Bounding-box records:
☆ ☆ ☆ ☆ ☆

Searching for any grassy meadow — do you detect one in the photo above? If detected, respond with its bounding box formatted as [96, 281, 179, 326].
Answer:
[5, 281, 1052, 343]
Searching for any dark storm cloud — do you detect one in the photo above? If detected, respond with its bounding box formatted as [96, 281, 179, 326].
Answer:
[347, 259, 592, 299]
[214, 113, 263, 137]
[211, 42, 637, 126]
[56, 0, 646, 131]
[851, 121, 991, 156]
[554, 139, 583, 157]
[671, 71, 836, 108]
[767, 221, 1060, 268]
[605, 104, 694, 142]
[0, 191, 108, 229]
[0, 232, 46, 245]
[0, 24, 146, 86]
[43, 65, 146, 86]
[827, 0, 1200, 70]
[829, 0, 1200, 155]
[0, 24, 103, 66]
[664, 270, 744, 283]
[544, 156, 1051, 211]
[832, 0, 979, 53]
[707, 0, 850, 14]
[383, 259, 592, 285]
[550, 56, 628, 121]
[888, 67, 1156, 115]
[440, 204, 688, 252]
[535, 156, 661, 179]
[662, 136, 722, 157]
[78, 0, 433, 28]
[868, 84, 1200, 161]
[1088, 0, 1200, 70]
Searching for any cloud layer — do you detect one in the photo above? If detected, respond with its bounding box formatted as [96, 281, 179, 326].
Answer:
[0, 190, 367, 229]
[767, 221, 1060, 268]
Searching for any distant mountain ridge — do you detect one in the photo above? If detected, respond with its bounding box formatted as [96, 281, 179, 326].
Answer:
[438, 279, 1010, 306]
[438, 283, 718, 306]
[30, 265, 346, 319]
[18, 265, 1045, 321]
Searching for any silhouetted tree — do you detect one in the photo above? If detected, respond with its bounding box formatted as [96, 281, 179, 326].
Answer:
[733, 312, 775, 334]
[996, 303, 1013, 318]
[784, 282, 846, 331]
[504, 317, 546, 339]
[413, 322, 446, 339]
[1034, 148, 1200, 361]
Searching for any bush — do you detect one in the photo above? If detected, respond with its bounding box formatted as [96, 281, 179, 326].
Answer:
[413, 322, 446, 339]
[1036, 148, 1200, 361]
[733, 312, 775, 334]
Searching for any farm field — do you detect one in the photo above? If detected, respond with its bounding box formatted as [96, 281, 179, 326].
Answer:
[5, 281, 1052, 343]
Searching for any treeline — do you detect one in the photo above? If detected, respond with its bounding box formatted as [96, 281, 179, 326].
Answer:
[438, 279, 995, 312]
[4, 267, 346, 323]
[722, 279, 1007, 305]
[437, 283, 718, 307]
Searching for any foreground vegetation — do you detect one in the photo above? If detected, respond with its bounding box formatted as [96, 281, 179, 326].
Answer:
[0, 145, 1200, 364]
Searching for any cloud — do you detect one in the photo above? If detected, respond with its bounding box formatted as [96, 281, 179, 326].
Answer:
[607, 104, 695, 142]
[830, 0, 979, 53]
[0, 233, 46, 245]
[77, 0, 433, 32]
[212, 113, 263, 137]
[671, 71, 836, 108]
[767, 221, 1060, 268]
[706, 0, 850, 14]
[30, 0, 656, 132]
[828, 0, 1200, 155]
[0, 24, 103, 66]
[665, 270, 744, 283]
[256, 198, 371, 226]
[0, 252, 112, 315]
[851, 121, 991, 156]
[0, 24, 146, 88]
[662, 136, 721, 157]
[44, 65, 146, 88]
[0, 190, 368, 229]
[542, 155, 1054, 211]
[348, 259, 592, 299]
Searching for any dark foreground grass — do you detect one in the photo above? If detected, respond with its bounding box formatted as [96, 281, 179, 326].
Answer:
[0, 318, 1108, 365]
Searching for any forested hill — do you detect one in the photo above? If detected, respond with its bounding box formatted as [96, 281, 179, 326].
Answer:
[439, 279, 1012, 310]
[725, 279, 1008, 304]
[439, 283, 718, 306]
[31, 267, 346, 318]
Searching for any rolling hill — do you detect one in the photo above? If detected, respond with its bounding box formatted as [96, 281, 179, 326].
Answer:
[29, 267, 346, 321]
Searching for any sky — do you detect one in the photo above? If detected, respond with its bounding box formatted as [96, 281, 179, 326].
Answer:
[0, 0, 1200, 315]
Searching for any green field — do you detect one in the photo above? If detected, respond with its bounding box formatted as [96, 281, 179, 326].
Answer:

☆ ☆ ☆ ☆ ☆

▶ [WHAT THIS TASK INVOLVES]:
Pick out each line in the data above that contains the word "hill" and copy those lines.

▶ [RESULT OF THE TASK]:
Searching for any forested hill — do you detect one in the photo above? If detected, respond with its bounding box formatted as [96, 281, 179, 326].
Searching for any rolling hill — do you detect one in the photo above? If detected, respond with its bounding box formatted as [96, 281, 179, 326].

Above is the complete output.